◆ **SELECTION**:
★ ★ ★ ★

Ironically however, I now work at the yard Friday - Monday so I do the AM routine for my mare anyway - along with 10 others 

Perhaps you could look to find a similar arrangement? So on the days where you do have the time, you can do more? And as such, don't pay the 7 day full livery premium? 

I don't think there's any issue with people who are on full livery though. The issue I have always had though is with those who have their horse on full livery but then don't see it for months? Makes no sense to me!
		
Click to expand...

I’m on full livery and have been down 3 times to see Darce this week already. He is relatively new to me and already attached as I spend my time riding him, grooming him, cuddling him and talking to him. The yard girls are great but they rotate so he doesn’t associate with any one of them particularly. I also like the fact that I have the time to make sure his rugs are cleaned and tidy, his tack is lovely and clean, etc. 
There is a small number of people who are on full livery and don’t or can’t come down to ride very often. There are also yards with DIY owners who come down, muck out in a rush and leave. I would say overall horses on full livery maybe get to spend more ‘fun time’ with their owners; doing chores for them like mucking out doesn’t mean anything to them or prove you love them more. I have a 3 year old daughter at nursery 3 days a week and a part time job (my other half works full time) so I work hard so that my loved ones (including Darcy) get pampered by me, and in Darcys case by the lovely staff at the yard when I’m not there. If my daughter is poorly and needs a few days at home I know Darcy is being cared for the staff and lunged by the YO who is also my trainer. You can find bad owners with horses on DIY, part, full, even competition livery. One of my friends is a Dr and rarely gets time to see her mare anymore but she has her on an amazing yard, she is ridden all the time by the YO and head girl and why should she give her up just because she has an incredibly hardcore job with almost no free time. My yard is the best I’ve ever been on and it’s only a few full or competition liveries alongside the owners own horses and the horses she rides professionally competitively for their owners who can’t ride. There is a whole spectrum and as long as the horses are getting properly cared for, ridden and kept fit appropriately and getting kind attention every day then I don’t think anyone should be judged. I’ve stood up for people on DIY in the past when people have said that they shouldn’t have a horse if they are rushing down in the winter just to make sure they have a clean bed and full tummy. Another lady I know has her horse on full livery as she is her husbands full time carer. That’s the other thing, even if you don’t approve of the principle of full livery, you usually just have no way of knowing people’s situation and what’s going on in their lives!


----------



## SO1 (26 October 2020)

I am on part livery including everything except grooming, excercise and tack cleaning. 

I love my pony just as much as the DIY people but my circumstances are different so I can't commit to DIY livery at the moment. I live in and work in London and no suitable yards local to where I live. I often don't get to the yard till 7.30pm so not practical to be on DIY unless he was living out. I still enjoy spending time with my pony at least 4 days a week. He has good care and I play an active role in decisions about his care and routine.

★ ★ ★ ★

◆ **OBJECTIVES**:
1. On which days does the first writer in the livery thread work at the yard?
2. Echo the livery thread word for word, starting with "Ironically however, I" and going on through "full livery premium?".
The rows are separate material with no connection to the livery thread.

★ ★ ★ ★

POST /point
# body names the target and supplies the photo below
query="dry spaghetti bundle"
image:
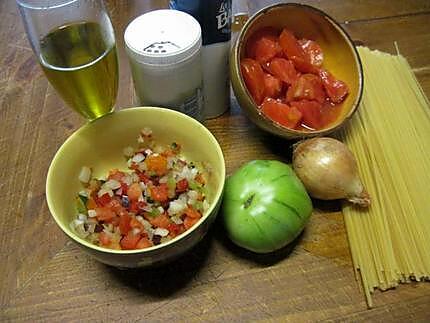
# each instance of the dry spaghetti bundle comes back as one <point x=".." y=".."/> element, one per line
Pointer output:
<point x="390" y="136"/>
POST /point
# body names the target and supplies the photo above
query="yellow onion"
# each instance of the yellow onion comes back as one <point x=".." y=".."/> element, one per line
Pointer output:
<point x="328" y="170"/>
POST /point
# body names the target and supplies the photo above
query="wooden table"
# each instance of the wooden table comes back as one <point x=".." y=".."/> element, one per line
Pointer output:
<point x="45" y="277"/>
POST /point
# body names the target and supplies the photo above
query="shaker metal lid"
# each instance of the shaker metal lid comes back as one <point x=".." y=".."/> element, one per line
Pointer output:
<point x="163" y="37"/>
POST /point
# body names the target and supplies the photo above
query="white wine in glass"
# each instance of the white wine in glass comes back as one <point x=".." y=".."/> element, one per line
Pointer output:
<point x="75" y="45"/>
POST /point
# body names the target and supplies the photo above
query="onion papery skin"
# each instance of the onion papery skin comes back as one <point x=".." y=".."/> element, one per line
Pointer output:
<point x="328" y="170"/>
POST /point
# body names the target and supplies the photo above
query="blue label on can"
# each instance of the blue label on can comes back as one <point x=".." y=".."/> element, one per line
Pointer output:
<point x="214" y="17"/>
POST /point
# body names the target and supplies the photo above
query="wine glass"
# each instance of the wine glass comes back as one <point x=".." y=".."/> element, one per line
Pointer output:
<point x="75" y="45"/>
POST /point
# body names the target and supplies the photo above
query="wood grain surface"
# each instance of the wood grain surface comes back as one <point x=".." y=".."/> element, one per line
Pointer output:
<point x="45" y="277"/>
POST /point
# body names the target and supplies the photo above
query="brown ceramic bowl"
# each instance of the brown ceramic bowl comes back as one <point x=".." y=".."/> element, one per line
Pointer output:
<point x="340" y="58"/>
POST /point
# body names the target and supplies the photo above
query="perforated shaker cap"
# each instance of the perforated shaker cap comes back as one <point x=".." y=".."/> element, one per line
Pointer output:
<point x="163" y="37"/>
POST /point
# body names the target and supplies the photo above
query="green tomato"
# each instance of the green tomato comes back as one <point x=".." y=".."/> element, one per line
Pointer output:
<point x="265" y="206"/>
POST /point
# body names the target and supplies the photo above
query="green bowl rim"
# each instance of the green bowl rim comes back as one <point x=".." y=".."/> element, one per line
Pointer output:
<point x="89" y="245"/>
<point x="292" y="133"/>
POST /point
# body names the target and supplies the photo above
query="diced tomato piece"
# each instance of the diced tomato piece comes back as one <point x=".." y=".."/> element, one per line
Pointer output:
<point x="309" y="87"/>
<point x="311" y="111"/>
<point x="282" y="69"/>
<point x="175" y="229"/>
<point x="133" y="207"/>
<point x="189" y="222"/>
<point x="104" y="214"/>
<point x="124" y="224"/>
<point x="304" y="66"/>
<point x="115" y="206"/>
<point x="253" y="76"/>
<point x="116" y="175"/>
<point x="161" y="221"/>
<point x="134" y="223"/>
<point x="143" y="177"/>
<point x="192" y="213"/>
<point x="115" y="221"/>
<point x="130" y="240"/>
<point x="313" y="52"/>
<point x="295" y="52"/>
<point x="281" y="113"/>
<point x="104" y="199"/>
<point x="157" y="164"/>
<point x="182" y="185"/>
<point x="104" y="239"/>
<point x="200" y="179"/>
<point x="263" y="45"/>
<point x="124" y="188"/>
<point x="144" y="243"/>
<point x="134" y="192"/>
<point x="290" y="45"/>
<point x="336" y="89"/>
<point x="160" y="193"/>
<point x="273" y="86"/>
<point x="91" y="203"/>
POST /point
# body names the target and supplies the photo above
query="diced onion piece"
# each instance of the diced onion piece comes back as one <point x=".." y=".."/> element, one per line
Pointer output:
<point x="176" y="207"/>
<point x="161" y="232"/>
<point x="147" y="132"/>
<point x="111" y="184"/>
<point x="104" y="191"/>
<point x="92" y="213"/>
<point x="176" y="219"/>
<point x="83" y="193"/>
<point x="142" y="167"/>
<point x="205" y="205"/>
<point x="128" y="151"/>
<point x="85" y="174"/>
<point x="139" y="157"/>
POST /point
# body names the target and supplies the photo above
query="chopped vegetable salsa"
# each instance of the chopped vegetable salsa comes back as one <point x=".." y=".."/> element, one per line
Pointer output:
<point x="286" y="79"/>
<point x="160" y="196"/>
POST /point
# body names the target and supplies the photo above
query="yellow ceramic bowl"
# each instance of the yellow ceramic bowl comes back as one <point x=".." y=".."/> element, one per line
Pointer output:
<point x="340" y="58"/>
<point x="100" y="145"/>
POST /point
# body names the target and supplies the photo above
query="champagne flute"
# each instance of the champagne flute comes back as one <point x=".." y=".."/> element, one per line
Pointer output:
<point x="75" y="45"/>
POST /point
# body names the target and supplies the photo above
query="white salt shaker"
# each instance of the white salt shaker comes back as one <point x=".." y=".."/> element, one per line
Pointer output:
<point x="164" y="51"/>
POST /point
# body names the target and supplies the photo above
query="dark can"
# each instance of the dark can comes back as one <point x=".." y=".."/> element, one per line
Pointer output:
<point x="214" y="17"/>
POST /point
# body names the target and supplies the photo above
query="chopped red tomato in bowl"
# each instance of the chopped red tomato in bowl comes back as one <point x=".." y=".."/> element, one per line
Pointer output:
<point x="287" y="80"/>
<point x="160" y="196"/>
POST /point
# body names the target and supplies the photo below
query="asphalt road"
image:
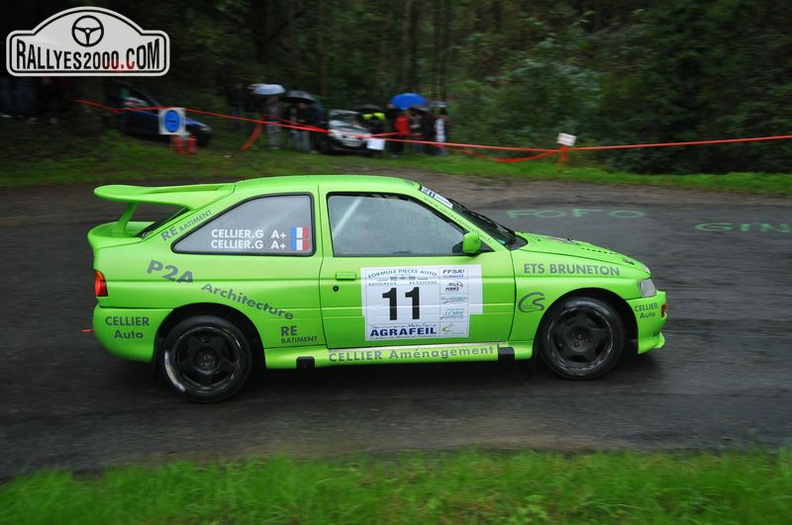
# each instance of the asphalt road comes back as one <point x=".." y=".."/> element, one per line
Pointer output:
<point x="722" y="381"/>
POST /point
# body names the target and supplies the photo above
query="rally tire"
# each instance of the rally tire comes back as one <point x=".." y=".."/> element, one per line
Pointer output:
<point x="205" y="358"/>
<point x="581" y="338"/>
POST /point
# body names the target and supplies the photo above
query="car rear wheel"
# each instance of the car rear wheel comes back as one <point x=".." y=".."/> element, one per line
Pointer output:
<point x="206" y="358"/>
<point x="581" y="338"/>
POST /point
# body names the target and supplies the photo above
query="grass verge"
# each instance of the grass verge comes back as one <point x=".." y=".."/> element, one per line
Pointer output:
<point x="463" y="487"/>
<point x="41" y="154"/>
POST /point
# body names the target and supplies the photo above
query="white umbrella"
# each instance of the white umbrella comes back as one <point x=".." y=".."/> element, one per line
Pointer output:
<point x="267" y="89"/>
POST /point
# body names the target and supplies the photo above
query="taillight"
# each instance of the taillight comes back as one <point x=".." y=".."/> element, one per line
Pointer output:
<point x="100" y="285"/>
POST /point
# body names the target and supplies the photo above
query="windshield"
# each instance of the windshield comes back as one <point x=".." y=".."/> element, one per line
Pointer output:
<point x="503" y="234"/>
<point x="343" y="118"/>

★ ★ ★ ★

◆ **TASK ANSWERS**:
1. Friday through Monday.

2.
Ironically however, I now work at the yard Friday - Monday so I do the AM routine for my mare anyway - along with 10 others 

Perhaps you could look to find a similar arrangement? So on the days where you do have the time, you can do more? And as such, don't pay the 7 day full livery premium?